What this task involves:
Repeat each record exactly, skipping the pictures.
==== Record set ====
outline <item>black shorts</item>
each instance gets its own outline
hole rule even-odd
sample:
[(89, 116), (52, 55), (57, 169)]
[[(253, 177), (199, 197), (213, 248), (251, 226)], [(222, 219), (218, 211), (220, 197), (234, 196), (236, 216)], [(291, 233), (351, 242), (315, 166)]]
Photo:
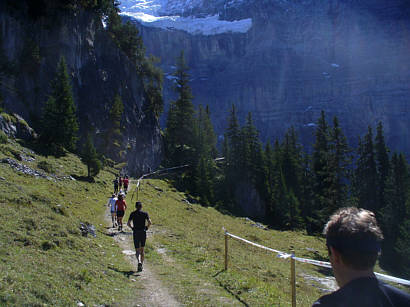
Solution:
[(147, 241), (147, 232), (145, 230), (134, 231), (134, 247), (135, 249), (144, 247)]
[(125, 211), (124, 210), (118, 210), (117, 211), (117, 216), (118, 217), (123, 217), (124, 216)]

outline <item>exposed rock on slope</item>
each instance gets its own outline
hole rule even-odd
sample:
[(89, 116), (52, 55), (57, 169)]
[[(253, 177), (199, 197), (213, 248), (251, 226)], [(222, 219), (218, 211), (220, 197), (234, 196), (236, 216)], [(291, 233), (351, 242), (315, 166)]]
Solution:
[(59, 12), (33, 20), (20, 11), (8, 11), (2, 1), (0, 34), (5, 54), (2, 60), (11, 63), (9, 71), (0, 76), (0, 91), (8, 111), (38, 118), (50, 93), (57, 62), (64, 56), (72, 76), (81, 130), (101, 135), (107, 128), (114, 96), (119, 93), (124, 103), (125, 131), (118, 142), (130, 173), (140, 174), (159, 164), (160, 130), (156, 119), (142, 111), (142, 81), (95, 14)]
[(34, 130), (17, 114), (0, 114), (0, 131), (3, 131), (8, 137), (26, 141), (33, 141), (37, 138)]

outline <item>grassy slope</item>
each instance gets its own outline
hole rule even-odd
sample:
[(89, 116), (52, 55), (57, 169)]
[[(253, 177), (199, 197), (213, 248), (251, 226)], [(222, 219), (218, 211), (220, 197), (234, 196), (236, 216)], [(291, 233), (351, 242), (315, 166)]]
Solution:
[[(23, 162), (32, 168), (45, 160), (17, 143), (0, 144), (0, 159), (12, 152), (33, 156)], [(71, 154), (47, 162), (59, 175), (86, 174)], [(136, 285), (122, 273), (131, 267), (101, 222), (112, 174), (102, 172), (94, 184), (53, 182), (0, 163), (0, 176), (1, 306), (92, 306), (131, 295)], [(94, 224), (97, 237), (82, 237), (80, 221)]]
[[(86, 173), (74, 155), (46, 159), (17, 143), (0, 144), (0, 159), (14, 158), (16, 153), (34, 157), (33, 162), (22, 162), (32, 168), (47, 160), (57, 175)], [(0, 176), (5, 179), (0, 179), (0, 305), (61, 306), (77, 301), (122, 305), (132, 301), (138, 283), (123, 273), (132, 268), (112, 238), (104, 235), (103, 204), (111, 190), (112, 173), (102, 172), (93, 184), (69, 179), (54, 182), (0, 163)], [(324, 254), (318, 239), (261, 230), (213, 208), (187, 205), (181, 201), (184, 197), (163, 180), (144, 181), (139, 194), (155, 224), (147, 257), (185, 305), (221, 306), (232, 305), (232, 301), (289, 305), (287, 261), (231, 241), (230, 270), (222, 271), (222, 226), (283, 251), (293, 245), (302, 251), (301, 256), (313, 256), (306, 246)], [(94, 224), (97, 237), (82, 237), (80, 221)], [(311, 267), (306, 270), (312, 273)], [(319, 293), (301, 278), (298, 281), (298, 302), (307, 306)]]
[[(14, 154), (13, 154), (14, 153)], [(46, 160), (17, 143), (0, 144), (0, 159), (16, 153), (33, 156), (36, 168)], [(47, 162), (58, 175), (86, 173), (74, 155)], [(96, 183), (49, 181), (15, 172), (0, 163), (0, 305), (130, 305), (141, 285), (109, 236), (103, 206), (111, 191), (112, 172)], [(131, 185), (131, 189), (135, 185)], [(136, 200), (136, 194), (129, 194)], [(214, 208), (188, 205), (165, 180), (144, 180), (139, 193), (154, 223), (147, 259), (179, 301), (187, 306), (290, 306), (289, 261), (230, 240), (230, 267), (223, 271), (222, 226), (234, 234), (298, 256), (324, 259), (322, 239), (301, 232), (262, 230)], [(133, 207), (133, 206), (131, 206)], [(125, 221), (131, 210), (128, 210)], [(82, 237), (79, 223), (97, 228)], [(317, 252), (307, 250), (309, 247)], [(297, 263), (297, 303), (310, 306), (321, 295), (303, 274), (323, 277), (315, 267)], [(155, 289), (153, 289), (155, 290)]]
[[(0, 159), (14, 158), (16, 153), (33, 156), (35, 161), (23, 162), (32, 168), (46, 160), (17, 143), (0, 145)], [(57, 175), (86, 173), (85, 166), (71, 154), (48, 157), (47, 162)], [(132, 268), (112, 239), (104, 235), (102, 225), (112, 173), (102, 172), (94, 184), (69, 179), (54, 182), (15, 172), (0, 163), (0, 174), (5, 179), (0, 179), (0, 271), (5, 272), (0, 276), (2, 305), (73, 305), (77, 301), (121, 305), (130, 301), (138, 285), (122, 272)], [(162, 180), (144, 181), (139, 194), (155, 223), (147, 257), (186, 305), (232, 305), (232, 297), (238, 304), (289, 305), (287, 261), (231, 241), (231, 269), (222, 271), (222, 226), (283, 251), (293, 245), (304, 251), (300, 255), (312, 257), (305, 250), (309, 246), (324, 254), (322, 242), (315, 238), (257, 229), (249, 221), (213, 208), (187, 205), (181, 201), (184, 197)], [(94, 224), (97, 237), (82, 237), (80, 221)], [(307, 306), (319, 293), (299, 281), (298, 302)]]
====
Your solution:
outline <item>black shorts</item>
each instance gets its own outline
hole rule even-odd
sample:
[(89, 116), (52, 55), (57, 169)]
[[(253, 177), (199, 197), (213, 248), (251, 226)], [(222, 219), (218, 211), (220, 197), (234, 196), (236, 216)], [(291, 233), (351, 242), (315, 166)]]
Photo:
Solution:
[(147, 241), (147, 232), (145, 230), (134, 231), (134, 247), (135, 249), (144, 247)]
[(125, 211), (124, 210), (118, 210), (117, 211), (117, 216), (118, 217), (123, 217), (124, 216)]

outline <item>exposed rock on slope</item>
each instance gets its own outline
hole rule even-odd
sample:
[(89, 116), (52, 55), (57, 169)]
[[(253, 177), (199, 197), (213, 248), (251, 226)], [(222, 219), (218, 211), (220, 197), (234, 196), (236, 216)], [(291, 233), (351, 242), (315, 166)]]
Solution:
[(59, 12), (33, 20), (20, 11), (8, 11), (2, 1), (0, 34), (5, 54), (2, 60), (11, 63), (9, 71), (0, 76), (0, 91), (8, 111), (38, 118), (50, 93), (57, 62), (64, 56), (72, 76), (81, 130), (101, 135), (107, 128), (114, 96), (119, 93), (124, 103), (125, 131), (118, 142), (130, 173), (140, 174), (159, 164), (160, 130), (156, 119), (142, 111), (142, 81), (95, 14)]
[(34, 130), (17, 114), (0, 114), (0, 131), (3, 131), (8, 137), (26, 141), (33, 141), (37, 138)]

outline <item>grassy slope</item>
each instance gets its own outline
hole rule even-odd
sample:
[(89, 116), (52, 55), (57, 169)]
[[(253, 177), (199, 197), (213, 248), (251, 226)], [(222, 219), (218, 211), (220, 197), (234, 196), (236, 216)], [(291, 233), (351, 242), (315, 166)]]
Solution:
[[(23, 162), (32, 168), (45, 160), (17, 143), (0, 144), (0, 159), (12, 152), (33, 156)], [(71, 154), (47, 162), (59, 175), (86, 174)], [(136, 285), (122, 273), (131, 267), (101, 222), (112, 174), (102, 172), (94, 184), (53, 182), (0, 163), (0, 176), (1, 306), (92, 306), (131, 295)], [(94, 224), (97, 237), (82, 237), (80, 221)]]
[[(86, 173), (74, 155), (46, 159), (17, 143), (0, 144), (0, 159), (14, 158), (16, 153), (34, 157), (33, 162), (22, 162), (32, 168), (47, 160), (57, 175)], [(0, 176), (5, 179), (0, 179), (0, 305), (61, 306), (77, 301), (122, 305), (132, 301), (138, 283), (123, 273), (132, 268), (112, 238), (104, 235), (103, 204), (111, 190), (112, 173), (102, 172), (93, 184), (69, 179), (54, 182), (0, 163)], [(324, 254), (318, 239), (261, 230), (213, 208), (187, 205), (181, 201), (184, 197), (163, 180), (144, 181), (139, 194), (155, 224), (147, 257), (185, 305), (221, 306), (232, 305), (232, 301), (289, 305), (287, 261), (231, 241), (230, 270), (222, 271), (222, 226), (283, 251), (293, 245), (302, 251), (301, 256), (313, 256), (306, 246)], [(94, 224), (97, 237), (82, 237), (80, 221)], [(311, 267), (306, 270), (312, 273)], [(319, 293), (301, 278), (298, 281), (298, 302), (307, 306)]]
[[(14, 154), (13, 154), (14, 153)], [(46, 160), (17, 143), (0, 144), (0, 159), (16, 153), (33, 156), (36, 168)], [(47, 162), (58, 175), (86, 173), (74, 155)], [(96, 183), (49, 181), (15, 172), (0, 163), (0, 305), (130, 305), (141, 285), (109, 236), (103, 206), (111, 191), (112, 172)], [(131, 185), (131, 189), (135, 185)], [(136, 200), (136, 194), (129, 194)], [(214, 208), (188, 205), (165, 180), (144, 180), (139, 193), (154, 223), (147, 259), (179, 301), (187, 306), (290, 306), (289, 261), (230, 240), (230, 267), (223, 271), (222, 226), (234, 234), (298, 256), (324, 259), (322, 239), (301, 232), (262, 230)], [(133, 207), (133, 206), (131, 206)], [(125, 221), (131, 210), (128, 210)], [(82, 237), (79, 223), (97, 228)], [(317, 252), (307, 250), (309, 247)], [(297, 263), (297, 303), (310, 306), (321, 295), (303, 274), (323, 277), (315, 267)], [(155, 289), (153, 289), (155, 290)]]
[[(0, 159), (14, 158), (16, 153), (33, 156), (35, 161), (23, 162), (32, 168), (46, 160), (17, 143), (0, 145)], [(57, 175), (86, 173), (85, 166), (71, 154), (48, 157), (47, 162)], [(132, 268), (112, 239), (104, 235), (102, 225), (112, 173), (102, 172), (94, 184), (69, 179), (54, 182), (15, 172), (0, 163), (0, 174), (5, 179), (0, 179), (0, 271), (5, 272), (0, 276), (2, 305), (73, 305), (77, 301), (121, 305), (130, 301), (138, 285), (122, 272)], [(162, 180), (144, 181), (139, 194), (155, 223), (147, 257), (186, 305), (232, 305), (232, 297), (238, 304), (289, 305), (287, 261), (231, 241), (231, 269), (222, 271), (222, 226), (283, 251), (293, 245), (304, 251), (300, 255), (312, 257), (305, 250), (309, 246), (324, 254), (322, 242), (315, 238), (257, 229), (249, 221), (213, 208), (187, 205), (181, 201), (184, 197)], [(94, 224), (97, 237), (82, 237), (80, 221)], [(307, 306), (319, 293), (299, 281), (298, 302)]]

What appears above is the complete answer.